DOCUMENT EXTRACT.
┏━━

All Minnesotans should have the opportunity to achieve their dreams.
We’re committed to a future in which all Minnesotans have a path to success. To ensure quality education in Minnesota, it’s not enough to just maintain the status quo — we need to make smart, significant funding increases in our schools to close the opportunity gaps our children are facing. We must also ensure college and technical schools are an attainable goal to grow and retain the 21st century workforce we need.
Senate Republicans blocked the progress we need to fully fund our public schools and make class sizes smaller, bring Minnesota’s ratio of counselors to students in line with national standards, bring in more teachers of color, and safeguard schools against budget cuts.
Senate Republicans began 2019 budget negotiations with an embarrassingly low investment in K-12 public schools: just a half-percent increase in the per-pupil funding formula. They also wanted to spend $30 million per year on tax credits to wealthy donors who support private, religious schools, and they passed a new agricultural property tax credit that will certainly help farmers but exists only to offset a troubling trend in public school financing: too many districts being forced to rely on property tax payers to support local levies because state funding is no longer sufficient to meet students’ needs.
In the end, DFL lawmakers convinced Republicans to agree to a 2% per-pupil funding increase in each of year of the biennium, along with additional funding for special education. DFLers also successfully prevented Republicans from eliminating 4,000 early education slots from statewide pre-K programs.

┗━━

PROBLEM A. Turn the lines of the listing, starting at the beginning of the listing and ending at the line containing "Outline every instance of the mossy branch.", into a Markdown table with the columns Row and Line, skipping any blank lines.
The text above and the listing that follows have nothing to do with each other.

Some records
┏━━

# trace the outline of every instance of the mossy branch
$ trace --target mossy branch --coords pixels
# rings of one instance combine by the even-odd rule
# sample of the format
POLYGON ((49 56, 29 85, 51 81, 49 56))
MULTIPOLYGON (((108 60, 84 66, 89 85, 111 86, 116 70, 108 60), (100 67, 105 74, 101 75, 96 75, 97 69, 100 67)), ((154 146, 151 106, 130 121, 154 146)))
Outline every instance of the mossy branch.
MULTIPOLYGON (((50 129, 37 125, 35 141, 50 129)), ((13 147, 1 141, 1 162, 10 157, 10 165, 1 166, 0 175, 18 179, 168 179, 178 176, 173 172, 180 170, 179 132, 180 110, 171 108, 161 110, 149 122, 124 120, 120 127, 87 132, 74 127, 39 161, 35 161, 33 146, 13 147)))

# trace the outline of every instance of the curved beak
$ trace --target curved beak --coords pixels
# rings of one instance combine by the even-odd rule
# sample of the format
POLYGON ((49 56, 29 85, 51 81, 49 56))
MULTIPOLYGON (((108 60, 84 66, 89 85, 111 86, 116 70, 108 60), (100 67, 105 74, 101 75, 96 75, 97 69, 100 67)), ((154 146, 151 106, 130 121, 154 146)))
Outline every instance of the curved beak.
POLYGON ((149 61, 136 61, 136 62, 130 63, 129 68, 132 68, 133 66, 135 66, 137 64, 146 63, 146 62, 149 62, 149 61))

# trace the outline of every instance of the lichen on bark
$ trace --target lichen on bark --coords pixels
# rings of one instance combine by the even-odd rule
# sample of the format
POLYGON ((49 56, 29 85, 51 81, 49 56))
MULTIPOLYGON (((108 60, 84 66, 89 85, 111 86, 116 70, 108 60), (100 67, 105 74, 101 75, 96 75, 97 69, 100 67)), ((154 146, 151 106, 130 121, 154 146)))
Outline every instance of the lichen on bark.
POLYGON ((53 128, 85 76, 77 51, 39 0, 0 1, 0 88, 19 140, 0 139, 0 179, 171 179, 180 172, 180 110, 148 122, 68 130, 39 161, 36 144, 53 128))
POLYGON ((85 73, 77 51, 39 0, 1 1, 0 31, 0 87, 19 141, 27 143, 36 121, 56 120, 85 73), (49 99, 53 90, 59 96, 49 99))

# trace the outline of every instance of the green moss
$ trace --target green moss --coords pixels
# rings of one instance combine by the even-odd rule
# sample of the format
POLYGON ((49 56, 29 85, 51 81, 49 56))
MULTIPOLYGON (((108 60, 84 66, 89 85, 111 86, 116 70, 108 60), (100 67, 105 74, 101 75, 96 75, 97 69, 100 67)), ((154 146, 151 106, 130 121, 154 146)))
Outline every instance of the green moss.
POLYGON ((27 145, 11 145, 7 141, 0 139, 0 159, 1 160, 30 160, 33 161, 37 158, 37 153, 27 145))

┗━━

PROBLEM B. List each step that the education funding text says Senate Republicans blocked.

CORRECT RESPONSE A.
| Row | Line |
|---|---|
| 1 | # trace the outline of every instance of the mossy branch |
| 2 | $ trace --target mossy branch --coords pixels |
| 3 | # rings of one instance combine by the even-odd rule |
| 4 | # sample of the format |
| 5 | POLYGON ((49 56, 29 85, 51 81, 49 56)) |
| 6 | MULTIPOLYGON (((108 60, 84 66, 89 85, 111 86, 116 70, 108 60), (100 67, 105 74, 101 75, 96 75, 97 69, 100 67)), ((154 146, 151 106, 130 121, 154 146))) |
| 7 | Outline every instance of the mossy branch. |

CORRECT RESPONSE B.
- Fully funding public schools and making class sizes smaller
- Bringing Minnesota's ratio of counselors to students in line with national standards
- Bringing in more teachers of color
- Safeguarding schools against budget cuts